-- Start of Records supplied --

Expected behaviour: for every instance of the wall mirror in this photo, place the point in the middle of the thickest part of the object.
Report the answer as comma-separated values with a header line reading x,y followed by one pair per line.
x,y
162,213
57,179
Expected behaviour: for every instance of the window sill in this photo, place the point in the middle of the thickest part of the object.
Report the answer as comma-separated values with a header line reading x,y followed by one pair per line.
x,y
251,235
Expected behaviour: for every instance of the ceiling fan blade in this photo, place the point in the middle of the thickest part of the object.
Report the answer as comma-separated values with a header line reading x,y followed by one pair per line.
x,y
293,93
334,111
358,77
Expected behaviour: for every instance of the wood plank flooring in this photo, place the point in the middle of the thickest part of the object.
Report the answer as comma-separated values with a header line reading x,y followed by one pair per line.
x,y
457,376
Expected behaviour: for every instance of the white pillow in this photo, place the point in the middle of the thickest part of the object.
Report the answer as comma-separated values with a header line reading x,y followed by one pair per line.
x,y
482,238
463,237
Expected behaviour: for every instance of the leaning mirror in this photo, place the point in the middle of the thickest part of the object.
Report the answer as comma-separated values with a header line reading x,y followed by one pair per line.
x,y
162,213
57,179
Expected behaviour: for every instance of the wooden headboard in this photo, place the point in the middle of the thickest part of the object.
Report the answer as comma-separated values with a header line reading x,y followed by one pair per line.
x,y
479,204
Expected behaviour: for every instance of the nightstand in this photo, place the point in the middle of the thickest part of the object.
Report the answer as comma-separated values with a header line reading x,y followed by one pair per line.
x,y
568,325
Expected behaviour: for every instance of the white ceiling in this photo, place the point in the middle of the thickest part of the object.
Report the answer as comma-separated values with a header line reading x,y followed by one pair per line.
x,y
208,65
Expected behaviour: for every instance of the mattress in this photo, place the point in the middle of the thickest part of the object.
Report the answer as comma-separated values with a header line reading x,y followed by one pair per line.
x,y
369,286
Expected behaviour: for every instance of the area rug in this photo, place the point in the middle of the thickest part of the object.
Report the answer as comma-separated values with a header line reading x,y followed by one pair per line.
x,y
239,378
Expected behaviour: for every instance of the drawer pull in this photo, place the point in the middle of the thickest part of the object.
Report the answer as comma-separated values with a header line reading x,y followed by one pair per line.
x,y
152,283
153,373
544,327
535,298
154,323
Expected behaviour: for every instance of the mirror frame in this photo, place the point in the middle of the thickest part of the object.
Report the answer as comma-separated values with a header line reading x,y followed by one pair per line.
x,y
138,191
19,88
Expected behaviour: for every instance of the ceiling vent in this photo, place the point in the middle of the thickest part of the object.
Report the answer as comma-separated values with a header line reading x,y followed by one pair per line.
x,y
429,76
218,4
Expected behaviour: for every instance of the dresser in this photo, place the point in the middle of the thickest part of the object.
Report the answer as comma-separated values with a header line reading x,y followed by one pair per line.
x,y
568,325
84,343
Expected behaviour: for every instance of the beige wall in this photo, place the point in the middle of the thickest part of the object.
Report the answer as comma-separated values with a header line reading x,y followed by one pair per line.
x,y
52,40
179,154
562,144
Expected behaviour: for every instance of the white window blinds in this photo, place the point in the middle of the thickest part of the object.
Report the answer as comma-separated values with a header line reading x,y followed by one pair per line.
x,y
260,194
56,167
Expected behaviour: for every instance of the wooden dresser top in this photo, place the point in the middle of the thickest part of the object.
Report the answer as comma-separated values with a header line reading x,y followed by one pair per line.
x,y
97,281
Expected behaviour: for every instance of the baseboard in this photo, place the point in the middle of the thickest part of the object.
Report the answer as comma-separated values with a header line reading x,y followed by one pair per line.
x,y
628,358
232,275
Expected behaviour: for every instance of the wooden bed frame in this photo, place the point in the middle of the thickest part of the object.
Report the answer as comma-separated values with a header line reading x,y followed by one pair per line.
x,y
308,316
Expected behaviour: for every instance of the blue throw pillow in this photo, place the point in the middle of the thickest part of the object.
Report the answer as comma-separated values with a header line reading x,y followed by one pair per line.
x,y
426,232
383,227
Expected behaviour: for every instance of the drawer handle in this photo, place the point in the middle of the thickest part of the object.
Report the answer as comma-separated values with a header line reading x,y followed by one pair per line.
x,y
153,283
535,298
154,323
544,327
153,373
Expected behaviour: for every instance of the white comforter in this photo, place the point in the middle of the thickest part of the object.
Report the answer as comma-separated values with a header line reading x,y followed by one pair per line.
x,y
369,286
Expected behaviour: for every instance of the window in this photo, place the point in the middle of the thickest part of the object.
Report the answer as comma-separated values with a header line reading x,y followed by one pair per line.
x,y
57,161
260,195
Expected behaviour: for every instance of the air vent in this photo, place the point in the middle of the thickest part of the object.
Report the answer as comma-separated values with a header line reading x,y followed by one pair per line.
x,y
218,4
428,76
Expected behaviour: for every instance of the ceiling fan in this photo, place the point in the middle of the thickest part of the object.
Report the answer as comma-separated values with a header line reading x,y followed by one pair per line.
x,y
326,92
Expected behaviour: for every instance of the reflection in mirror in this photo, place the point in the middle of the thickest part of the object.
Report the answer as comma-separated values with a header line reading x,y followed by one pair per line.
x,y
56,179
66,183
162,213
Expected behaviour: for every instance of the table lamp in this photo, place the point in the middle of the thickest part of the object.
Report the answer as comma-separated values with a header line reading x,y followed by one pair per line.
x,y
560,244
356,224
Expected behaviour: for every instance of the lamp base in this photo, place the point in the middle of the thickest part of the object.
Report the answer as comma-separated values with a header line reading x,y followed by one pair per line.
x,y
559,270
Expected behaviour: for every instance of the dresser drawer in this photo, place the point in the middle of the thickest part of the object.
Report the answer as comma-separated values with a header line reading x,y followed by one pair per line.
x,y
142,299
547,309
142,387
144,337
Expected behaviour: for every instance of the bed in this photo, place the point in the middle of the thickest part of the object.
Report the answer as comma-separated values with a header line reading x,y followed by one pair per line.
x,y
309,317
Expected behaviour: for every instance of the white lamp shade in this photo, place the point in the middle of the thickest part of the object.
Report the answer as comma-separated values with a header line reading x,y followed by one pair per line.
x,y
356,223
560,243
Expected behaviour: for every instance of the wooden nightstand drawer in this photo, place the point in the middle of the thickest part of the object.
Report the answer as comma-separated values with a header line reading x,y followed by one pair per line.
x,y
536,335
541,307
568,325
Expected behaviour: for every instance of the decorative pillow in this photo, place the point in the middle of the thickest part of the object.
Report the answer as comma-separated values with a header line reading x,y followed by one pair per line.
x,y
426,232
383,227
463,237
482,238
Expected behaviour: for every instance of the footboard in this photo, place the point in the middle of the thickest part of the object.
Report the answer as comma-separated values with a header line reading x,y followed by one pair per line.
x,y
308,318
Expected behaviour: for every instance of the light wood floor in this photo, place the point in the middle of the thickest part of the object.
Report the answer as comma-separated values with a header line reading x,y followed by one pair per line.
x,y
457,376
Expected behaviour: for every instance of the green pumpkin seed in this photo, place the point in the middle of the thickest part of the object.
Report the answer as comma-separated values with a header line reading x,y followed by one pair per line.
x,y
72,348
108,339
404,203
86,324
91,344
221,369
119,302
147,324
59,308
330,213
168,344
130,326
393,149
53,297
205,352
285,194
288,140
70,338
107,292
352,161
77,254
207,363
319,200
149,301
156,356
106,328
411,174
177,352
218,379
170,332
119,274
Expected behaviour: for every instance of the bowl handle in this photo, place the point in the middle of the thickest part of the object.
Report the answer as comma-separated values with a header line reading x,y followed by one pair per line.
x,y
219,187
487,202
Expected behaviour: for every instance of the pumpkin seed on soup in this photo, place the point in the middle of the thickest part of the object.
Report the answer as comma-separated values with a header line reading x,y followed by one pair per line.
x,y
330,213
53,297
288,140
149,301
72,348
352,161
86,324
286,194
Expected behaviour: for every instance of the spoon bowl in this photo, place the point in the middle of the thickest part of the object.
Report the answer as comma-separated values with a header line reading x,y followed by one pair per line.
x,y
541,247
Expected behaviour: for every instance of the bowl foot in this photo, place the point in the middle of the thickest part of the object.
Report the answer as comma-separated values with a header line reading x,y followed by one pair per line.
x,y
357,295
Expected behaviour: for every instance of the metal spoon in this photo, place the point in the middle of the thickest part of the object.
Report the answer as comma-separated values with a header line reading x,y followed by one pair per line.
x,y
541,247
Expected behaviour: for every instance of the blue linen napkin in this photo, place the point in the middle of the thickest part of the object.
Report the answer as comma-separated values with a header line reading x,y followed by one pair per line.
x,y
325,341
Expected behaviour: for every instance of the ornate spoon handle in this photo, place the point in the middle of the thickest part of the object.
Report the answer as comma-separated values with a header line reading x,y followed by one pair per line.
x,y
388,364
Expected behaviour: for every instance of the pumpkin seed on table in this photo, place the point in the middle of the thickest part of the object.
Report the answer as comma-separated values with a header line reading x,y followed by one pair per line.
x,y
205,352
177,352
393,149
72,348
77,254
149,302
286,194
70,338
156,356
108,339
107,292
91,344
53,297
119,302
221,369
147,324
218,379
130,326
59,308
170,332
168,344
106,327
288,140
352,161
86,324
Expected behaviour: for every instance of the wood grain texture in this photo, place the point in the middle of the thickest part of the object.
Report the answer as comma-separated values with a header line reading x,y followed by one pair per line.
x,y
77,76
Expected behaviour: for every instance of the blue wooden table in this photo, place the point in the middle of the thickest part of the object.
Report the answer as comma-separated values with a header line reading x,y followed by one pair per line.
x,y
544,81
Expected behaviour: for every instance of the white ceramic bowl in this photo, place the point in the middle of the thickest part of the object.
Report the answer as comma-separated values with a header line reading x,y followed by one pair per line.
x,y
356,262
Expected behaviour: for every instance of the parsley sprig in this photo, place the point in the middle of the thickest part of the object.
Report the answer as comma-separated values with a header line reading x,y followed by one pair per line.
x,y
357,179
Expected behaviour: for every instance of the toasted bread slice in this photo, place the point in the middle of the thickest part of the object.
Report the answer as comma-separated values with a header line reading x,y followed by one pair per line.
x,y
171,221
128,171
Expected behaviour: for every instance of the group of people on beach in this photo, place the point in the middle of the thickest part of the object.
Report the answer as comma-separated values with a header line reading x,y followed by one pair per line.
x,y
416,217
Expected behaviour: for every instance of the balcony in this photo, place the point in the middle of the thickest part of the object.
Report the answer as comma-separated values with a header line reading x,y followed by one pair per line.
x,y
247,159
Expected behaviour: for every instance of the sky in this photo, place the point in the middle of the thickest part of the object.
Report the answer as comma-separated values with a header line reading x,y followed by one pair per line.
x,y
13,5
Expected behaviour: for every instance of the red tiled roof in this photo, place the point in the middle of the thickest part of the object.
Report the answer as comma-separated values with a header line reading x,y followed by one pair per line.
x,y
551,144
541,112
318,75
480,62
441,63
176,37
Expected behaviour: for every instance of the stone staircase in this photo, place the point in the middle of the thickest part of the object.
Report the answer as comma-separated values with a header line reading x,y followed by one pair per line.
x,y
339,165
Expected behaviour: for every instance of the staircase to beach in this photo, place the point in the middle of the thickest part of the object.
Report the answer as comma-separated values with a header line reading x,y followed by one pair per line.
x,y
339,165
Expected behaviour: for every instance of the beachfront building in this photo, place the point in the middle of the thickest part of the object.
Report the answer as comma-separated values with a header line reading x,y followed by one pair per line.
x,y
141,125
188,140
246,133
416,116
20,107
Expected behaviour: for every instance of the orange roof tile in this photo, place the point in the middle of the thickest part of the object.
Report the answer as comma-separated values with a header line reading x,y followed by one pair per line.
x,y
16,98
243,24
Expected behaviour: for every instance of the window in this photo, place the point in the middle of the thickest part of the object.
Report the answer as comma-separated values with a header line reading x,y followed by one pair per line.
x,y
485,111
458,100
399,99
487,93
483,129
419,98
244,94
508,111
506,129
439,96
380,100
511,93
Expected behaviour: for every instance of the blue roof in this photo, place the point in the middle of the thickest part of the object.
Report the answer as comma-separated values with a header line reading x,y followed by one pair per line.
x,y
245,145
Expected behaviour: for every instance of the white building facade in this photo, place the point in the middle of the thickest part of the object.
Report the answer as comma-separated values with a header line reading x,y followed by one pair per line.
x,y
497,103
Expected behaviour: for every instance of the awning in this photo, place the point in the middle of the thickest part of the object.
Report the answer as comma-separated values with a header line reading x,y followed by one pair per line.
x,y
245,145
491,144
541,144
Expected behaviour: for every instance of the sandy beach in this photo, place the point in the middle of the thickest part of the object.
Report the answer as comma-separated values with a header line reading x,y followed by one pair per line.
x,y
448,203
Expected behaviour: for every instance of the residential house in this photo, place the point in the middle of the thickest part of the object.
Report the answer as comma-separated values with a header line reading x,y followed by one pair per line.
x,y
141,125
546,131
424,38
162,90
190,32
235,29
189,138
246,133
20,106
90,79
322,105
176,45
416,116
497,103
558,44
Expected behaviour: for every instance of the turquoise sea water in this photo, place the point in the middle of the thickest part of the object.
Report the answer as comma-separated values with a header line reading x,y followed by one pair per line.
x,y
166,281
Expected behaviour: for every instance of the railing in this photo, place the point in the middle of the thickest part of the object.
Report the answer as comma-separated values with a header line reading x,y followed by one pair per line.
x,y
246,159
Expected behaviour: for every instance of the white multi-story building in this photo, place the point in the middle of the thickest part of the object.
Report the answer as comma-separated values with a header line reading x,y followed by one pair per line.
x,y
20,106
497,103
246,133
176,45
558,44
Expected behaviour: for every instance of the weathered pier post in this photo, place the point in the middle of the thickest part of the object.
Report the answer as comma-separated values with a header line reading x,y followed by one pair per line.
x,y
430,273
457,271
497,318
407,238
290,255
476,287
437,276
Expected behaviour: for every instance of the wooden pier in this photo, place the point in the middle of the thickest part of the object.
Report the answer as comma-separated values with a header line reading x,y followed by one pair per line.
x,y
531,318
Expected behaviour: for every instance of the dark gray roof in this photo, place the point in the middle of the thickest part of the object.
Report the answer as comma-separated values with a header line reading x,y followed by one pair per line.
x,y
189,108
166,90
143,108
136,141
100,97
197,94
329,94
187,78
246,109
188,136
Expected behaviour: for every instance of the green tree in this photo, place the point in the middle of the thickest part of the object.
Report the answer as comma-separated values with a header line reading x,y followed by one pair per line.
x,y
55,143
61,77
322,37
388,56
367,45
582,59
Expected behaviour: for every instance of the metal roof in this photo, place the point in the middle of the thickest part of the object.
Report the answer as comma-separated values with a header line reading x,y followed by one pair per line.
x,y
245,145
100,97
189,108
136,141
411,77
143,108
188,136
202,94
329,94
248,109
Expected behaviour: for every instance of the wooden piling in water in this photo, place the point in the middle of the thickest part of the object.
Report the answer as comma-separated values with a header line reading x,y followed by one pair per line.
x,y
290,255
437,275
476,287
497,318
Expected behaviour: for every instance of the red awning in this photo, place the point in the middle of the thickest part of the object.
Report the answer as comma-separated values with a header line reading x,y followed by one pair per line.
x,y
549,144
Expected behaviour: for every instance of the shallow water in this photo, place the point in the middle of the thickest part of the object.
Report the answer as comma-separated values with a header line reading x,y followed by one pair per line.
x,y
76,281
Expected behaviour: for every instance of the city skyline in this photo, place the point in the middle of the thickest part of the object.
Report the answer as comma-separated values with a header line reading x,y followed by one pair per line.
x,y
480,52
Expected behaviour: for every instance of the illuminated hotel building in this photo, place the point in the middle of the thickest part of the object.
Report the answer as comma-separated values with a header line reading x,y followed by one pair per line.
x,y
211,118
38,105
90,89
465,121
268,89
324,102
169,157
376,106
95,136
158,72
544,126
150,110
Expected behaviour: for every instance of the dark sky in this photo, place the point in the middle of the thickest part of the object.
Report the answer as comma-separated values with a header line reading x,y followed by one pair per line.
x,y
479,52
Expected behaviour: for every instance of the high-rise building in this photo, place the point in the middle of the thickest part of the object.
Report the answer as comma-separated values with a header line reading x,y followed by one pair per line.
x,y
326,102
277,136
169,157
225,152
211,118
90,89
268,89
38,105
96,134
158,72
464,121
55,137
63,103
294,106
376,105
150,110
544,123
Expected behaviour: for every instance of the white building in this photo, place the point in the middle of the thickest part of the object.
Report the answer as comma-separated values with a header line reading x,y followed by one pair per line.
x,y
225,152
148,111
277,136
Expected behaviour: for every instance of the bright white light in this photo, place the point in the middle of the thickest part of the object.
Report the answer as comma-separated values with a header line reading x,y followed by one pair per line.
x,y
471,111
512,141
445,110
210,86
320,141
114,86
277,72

-- End of Records supplied --

:: Exercise description ::
Return the lines beginning at the one that contains "Expected behaviour: for every instance of the dark sky" and continuing through the last line of the data, exactly as they stand and without any others.

:: The response ::
Expected behaviour: for every instance of the dark sky in this photo, place the point in the middle of the thickest part of the object.
Report the answer as comma-separated values with a header line reading x,y followed by one pair per line.
x,y
479,52
Expected behaviour: for every instance of the high-rise building in this photo, place the point in the middle of the thickest part of the object.
Report the answer as comma-separated values with a header line reading x,y followed by one pair per line.
x,y
326,102
277,136
169,157
225,152
211,118
90,89
268,89
38,105
96,134
158,72
464,121
55,137
63,103
294,106
376,105
150,110
544,123
Expected behaviour: for every instance of the white building in this photo, place the point in the middle of the thickest part of the object.
Report the answer as comma-separated values with a header line reading x,y followed by one pair per line.
x,y
225,152
148,111
277,136
Expected behaviour: for every instance of the bright white light in this photo, place the point in the middle of the thickest part of the object.
Report the answer as comma-separated values with a header line reading x,y followed by one pair per line.
x,y
471,111
512,141
445,110
210,86
320,141
114,86
277,72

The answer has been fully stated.